* **Page extract**:
====

By now times were changing, and Yooralla were determined to make use of new technologies to further their cause. And so in 1959, with the advent of television, the first Yooralla Telethon ran with GTV 9, raising money for a medical treatment block. The telethon ran for 20 years, contributing greatly to the services and infrastructure developed in that time.
During the 1960s and 70s the Commonwealth increased funding to help organisations like Yooralla to provide accommodation, employment and other support services.
It was during these years that the Balwyn Special School was opened, along with a school in Glenroy, broadening support to children of the northern and western suburbs of Melbourne.
Winds of change
The 70s was a powerful time in the journey towards equality. The 1970s saw the beginning of the move away from a medical model of support, towards a more social model. At last, there was a shift away from segregation and towards inclusion.
During this time, Yooralla merged with the Victorian Society for Crippled Children & Adults, to become The Yooralla Society of Victoria.
The shift broadened Yooralla’s support network to include adults as well as children, allowing us to reach out to more people in more places.
In the 1980s the disability movement took force, initiating talks about the rights of people with disability to be protected from neglect and abuse.
This was an important time for people with disability, as well as for their families and carers. The movement influenced policy, changing the way services were provided in Australia.
One of the biggest reforms to come from this time was the ‘deinstitutionalisation’ of people with intellectual disabilities. An amendment that symbolised Australia’s evolving attitudes toward disability.
During this time, funding was also re-directed into community-based supports and the Australian Government began a review of services for people with disabilities, leading to the establishment of the Disability Services Act 1986 (Cwlth).
The United Nations also played a key role in raising awareness about the rights of people with disability, culminating in The Decade of Disabled Persons (1982 – 1993).
Yooralla began the transition with the sale of its Balwyn site and facilities in 1993, re-locating to newly built community-residential housing in the suburb of Box Hill.

====

* **Records**:
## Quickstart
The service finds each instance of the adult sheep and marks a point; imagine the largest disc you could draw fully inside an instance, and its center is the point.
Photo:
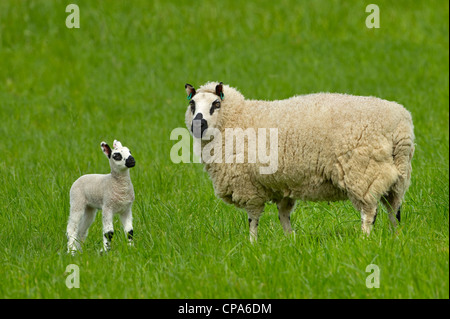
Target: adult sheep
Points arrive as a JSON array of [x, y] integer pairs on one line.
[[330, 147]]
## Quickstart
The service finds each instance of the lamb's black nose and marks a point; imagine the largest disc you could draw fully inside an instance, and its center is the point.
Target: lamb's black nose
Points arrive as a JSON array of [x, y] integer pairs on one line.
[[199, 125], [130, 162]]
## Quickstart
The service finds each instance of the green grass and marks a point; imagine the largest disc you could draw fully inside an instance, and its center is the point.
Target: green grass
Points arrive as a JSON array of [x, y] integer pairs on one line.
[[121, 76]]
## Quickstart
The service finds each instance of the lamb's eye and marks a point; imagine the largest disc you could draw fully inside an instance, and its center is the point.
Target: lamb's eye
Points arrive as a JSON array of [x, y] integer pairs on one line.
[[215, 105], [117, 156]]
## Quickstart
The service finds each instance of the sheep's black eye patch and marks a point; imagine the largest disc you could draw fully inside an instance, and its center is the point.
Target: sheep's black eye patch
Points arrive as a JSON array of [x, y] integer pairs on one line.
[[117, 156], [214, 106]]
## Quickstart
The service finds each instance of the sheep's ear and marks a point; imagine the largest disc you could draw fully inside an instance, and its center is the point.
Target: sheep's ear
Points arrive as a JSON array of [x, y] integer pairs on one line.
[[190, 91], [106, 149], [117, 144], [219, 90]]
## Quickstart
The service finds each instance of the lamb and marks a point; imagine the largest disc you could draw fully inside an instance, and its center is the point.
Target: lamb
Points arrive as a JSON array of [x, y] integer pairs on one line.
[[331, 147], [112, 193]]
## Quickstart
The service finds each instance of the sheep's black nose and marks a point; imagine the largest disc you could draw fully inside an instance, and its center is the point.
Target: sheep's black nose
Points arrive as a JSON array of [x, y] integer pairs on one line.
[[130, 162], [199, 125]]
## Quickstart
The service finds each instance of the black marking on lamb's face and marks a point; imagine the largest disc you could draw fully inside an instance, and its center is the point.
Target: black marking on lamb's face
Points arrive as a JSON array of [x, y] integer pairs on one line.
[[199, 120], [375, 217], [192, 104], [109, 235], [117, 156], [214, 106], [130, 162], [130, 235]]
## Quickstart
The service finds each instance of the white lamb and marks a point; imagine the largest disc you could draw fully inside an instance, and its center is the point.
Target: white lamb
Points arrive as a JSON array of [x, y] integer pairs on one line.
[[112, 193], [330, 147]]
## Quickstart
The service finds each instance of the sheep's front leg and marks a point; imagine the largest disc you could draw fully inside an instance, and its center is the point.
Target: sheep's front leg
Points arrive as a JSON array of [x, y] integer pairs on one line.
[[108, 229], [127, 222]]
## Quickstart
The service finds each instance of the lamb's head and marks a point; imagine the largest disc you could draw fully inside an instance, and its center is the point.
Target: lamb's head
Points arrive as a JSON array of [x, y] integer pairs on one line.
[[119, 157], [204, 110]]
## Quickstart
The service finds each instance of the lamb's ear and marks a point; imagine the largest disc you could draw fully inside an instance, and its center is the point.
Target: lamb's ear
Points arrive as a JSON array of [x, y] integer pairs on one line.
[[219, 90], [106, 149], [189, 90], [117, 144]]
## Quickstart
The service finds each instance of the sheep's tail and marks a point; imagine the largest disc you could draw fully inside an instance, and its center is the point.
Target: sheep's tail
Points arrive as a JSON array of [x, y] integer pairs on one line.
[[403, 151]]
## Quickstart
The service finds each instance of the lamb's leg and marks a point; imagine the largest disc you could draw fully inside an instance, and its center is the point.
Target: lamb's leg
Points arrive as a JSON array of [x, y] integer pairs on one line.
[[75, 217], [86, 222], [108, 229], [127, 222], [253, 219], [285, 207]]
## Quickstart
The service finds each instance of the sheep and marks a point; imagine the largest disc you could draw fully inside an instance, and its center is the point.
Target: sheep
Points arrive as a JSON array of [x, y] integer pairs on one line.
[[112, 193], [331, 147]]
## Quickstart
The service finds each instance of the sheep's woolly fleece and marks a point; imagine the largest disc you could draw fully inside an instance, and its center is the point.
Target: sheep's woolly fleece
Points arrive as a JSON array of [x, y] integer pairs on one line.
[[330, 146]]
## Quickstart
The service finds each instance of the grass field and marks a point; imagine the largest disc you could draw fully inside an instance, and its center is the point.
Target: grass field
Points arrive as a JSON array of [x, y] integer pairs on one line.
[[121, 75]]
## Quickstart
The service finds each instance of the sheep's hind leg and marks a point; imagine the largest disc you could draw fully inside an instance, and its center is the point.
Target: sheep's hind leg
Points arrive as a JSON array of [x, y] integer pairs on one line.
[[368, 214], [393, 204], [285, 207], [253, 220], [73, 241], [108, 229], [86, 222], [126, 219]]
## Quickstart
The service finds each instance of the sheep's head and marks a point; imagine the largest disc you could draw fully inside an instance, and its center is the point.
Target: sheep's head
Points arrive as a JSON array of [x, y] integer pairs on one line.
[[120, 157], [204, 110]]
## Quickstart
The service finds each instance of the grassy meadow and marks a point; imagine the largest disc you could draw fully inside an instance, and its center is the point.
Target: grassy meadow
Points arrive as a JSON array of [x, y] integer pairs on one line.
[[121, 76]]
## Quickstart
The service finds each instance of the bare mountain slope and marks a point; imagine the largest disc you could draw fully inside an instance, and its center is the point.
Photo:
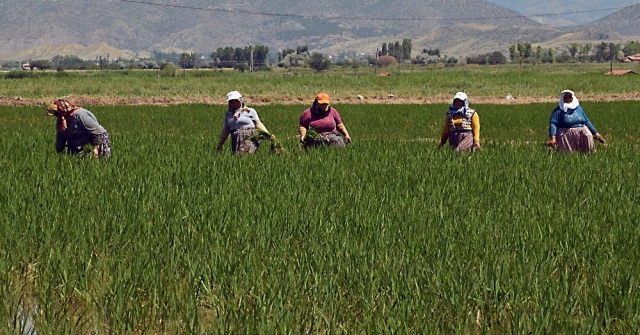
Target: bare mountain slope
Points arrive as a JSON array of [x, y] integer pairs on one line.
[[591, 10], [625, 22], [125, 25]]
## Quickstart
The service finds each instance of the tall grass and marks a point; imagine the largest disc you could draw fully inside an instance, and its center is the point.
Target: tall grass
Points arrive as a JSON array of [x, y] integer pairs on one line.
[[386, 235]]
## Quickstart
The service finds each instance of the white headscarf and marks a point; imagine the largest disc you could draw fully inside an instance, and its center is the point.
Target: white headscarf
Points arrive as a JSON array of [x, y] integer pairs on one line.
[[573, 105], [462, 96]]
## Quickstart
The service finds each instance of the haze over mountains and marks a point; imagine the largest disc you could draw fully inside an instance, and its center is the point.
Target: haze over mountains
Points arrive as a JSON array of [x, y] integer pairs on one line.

====

* **Problems to work on**:
1. Answer these questions about the Yooralla history text, giving each answer on its own line and marking it with its letter.
(a) In what year did the first Yooralla Telethon run, and with which broadcaster?
(b) In the 1970s, which organization did Yooralla merge with, and what was the new name?
(c) After selling its Balwyn site, to which suburb did Yooralla relocate?
2. List every specific four-digit year in the Yooralla history text, in the order each first appears, and exclude decades such as "the 1960s."

* **List of answers**:
1.
(a) 1959, with GTV 9
(b) The Victorian Society for Crippled Children & Adults; the new name was The Yooralla Society of Victoria
(c) Box Hill

2. 1959, 1986, 1982, 1993